課題 |
抜粋のうち「二期は、一期よりもバラエティ」から「充実度が半端ではありません。」までの部分を、一字一句違えずに書き写しなさい。

抜粋 |
● ● ● ●

一期の作品は、我々が「ファンタジー」と言われて思い浮かべるような、正統派の西洋ファンタジーが集められています。ドイツロマン派のメルヘン『ゴッケル物語』(クレメンス・ブレンターノ)、イギリスファンタジーの源流ともいうべき『リリス』(ジョージ・マクドナルド)など。 中で一つだけ異彩を放っているのが、ブラックウッドの『ケンタウルス』でしょうか。秘教的な色彩の濃い作品で、このラインナップの中に入れたのは、かなり冒険だったような気がします。
二期は、一期よりもバラエティに富んでいて、ヒロイック・ファンタジーの大作『ウロボロス』(E・R・エディスン)、SF味の強い『ナイトランド』(ウイリアム・ホープ・ホジスン)、シュルレアリスム作家カリントンの『耳らっぱ』、ほぼ怪奇小説といっていい『マルペルチュイ』(ジャン・レイ)、皮肉とユーモアの効いたモダン・フェアリー・テイル集『妖精たちの王国』(シルヴィア・タウンゼント・ウォーナー)など、充実度が半端ではありません。

● ● ● ●

資料 |
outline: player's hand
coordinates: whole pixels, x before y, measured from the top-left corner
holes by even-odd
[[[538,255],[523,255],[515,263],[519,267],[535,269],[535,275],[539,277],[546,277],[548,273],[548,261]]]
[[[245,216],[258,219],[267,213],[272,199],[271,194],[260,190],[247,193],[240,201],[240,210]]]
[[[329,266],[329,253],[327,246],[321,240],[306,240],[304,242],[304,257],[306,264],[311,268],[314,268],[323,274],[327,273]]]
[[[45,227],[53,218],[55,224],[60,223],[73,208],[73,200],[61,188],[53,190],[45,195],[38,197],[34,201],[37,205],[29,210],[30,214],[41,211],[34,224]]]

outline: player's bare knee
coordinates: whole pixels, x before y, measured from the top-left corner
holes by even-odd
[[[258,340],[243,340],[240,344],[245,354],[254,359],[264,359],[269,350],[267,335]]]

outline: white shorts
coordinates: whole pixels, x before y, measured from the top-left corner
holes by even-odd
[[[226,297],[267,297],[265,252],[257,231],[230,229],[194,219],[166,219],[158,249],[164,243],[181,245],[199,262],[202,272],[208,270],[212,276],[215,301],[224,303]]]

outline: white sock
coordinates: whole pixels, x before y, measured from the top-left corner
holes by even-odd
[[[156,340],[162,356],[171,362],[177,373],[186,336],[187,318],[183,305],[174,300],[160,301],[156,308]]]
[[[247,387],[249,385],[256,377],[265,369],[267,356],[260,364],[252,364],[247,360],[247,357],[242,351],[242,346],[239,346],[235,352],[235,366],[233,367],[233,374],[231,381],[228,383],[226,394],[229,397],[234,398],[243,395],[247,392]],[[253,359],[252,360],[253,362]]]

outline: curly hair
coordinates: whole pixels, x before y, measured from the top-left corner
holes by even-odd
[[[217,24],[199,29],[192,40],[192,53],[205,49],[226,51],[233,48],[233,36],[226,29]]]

● ● ● ●

解答 |
二期は、一期よりもバラエティに富んでいて、ヒロイック・ファンタジーの大作『ウロボロス』(E・R・エディスン)、SF味の強い『ナイトランド』(ウイリアム・ホープ・ホジスン)、シュルレアリスム作家カリントンの『耳らっぱ』、ほぼ怪奇小説といっていい『マルペルチュイ』(ジャン・レイ)、皮肉とユーモアの効いたモダン・フェアリー・テイル集『妖精たちの王国』(シルヴィア・タウンゼント・ウォーナー)など、充実度が半端ではありません。